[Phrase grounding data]
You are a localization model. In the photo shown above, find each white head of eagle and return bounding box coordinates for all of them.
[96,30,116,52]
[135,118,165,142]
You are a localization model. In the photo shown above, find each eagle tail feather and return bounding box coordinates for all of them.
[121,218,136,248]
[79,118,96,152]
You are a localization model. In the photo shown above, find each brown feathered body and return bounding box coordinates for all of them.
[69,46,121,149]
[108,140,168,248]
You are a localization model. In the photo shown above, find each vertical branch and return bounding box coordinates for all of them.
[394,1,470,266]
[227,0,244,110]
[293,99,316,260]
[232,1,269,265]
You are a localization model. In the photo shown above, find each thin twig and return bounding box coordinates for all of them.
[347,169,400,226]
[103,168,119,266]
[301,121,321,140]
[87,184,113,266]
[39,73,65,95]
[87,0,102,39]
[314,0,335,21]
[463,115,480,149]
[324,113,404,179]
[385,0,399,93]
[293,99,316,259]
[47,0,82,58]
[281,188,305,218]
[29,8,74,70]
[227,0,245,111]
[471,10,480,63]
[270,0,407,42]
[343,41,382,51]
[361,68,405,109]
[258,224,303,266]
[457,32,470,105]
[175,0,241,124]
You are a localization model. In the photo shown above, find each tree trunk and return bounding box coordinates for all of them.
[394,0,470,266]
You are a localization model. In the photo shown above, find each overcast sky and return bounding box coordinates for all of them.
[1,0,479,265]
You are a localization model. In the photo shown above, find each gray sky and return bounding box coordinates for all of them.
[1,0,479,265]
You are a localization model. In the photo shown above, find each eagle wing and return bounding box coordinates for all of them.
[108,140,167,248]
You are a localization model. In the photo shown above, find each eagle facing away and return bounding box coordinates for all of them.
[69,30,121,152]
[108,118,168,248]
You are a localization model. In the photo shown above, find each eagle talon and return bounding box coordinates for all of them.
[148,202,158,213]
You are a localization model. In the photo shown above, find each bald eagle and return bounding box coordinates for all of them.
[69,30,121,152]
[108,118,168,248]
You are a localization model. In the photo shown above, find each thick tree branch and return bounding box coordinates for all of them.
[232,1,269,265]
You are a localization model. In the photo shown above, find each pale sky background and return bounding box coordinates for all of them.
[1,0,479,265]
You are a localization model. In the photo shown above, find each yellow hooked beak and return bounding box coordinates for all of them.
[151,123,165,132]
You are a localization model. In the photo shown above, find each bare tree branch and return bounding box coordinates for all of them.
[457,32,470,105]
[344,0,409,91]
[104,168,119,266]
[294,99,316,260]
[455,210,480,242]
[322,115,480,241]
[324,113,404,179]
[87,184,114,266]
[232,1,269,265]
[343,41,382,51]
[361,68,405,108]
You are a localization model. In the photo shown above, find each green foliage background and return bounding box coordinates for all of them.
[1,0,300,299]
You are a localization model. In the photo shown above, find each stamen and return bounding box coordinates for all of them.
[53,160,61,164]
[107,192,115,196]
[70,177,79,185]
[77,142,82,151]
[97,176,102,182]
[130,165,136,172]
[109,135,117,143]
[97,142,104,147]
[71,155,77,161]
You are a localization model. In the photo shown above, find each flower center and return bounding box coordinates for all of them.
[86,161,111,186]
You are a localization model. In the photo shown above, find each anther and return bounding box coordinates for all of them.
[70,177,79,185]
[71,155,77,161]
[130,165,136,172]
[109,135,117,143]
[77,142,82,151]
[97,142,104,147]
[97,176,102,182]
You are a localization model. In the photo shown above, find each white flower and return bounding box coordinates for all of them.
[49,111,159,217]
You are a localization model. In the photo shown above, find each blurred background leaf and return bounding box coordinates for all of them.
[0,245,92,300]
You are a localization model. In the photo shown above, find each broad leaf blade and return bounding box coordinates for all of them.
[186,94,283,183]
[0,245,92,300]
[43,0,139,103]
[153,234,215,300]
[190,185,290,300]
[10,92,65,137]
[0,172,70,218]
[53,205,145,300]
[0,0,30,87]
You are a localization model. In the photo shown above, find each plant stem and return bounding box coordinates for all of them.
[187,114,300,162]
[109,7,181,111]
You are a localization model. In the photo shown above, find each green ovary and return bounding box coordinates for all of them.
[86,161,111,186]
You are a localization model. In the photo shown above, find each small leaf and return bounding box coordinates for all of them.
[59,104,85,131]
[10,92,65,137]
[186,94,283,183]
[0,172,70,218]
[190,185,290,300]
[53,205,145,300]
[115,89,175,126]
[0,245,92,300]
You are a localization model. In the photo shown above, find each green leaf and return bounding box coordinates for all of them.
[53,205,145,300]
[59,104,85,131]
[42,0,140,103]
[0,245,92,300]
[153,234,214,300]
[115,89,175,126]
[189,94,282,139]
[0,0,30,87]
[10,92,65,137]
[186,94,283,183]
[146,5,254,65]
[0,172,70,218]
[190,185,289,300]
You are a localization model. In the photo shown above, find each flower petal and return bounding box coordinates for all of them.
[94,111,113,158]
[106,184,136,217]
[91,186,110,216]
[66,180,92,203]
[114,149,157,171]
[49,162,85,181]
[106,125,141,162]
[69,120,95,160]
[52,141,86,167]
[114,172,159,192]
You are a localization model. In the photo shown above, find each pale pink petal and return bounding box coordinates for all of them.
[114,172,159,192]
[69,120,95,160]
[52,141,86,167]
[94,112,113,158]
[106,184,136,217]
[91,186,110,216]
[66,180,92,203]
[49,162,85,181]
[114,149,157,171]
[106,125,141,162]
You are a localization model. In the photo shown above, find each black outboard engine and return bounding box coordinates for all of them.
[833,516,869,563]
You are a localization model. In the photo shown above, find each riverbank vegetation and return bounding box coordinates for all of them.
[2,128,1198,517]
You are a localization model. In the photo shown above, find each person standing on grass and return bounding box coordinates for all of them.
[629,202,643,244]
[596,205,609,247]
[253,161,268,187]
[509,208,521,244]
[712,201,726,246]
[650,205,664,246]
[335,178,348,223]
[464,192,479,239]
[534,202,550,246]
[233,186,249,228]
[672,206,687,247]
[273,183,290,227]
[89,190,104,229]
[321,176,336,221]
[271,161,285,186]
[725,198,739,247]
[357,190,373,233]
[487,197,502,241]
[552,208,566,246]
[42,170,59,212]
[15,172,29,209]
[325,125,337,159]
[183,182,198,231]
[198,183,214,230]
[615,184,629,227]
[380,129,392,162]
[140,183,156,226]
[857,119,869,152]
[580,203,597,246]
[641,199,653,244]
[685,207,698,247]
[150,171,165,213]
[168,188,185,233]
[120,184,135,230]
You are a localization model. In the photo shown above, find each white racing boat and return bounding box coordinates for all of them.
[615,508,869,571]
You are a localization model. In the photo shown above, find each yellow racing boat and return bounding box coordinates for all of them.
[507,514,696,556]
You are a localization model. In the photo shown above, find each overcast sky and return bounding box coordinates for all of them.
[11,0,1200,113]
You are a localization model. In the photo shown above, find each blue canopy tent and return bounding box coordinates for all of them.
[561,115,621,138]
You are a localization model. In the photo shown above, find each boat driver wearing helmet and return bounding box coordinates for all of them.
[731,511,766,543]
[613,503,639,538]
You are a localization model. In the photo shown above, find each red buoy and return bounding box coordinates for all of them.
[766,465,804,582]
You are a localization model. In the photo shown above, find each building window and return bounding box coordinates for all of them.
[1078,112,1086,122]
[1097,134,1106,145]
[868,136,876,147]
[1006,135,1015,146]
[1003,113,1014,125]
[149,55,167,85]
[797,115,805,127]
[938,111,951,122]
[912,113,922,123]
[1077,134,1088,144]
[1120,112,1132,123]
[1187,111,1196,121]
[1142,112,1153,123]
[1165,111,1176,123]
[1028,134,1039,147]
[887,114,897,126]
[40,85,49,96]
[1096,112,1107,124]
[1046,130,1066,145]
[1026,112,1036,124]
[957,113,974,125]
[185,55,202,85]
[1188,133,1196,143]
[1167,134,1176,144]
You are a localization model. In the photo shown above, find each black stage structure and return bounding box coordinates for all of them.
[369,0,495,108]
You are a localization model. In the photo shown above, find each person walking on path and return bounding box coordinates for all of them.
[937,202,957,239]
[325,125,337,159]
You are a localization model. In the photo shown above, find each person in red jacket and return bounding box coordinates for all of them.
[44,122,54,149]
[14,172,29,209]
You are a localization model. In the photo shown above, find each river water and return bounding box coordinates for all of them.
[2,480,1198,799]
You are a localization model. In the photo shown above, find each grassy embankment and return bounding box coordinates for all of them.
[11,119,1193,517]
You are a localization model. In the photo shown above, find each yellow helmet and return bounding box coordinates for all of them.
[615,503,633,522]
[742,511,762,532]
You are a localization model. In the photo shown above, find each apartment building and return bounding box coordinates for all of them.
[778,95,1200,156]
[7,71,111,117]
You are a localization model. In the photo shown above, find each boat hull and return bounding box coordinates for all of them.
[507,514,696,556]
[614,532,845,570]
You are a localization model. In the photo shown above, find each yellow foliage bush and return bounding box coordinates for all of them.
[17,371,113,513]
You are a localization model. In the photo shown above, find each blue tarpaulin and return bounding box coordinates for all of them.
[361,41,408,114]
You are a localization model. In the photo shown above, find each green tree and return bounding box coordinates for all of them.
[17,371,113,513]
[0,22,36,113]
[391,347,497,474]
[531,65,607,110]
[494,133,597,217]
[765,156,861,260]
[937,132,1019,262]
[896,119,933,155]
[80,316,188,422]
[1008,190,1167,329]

Try it — Print precisely the lines from the one with "each blue tarpaulin" through the end of the data above, adding nothing.

Response for this exercise —
You are a localization model. In the photo shown above, find each blue tarpaulin and return bounding box coordinates for all of them.
[361,41,408,114]
You are a localization model. In the photo shown above, find each green tree and return bounding box coordinates for all of them.
[17,371,113,513]
[0,22,36,113]
[391,347,497,474]
[531,65,607,110]
[494,133,597,217]
[765,156,861,260]
[937,132,1019,262]
[896,119,933,155]
[80,316,188,422]
[1008,190,1167,329]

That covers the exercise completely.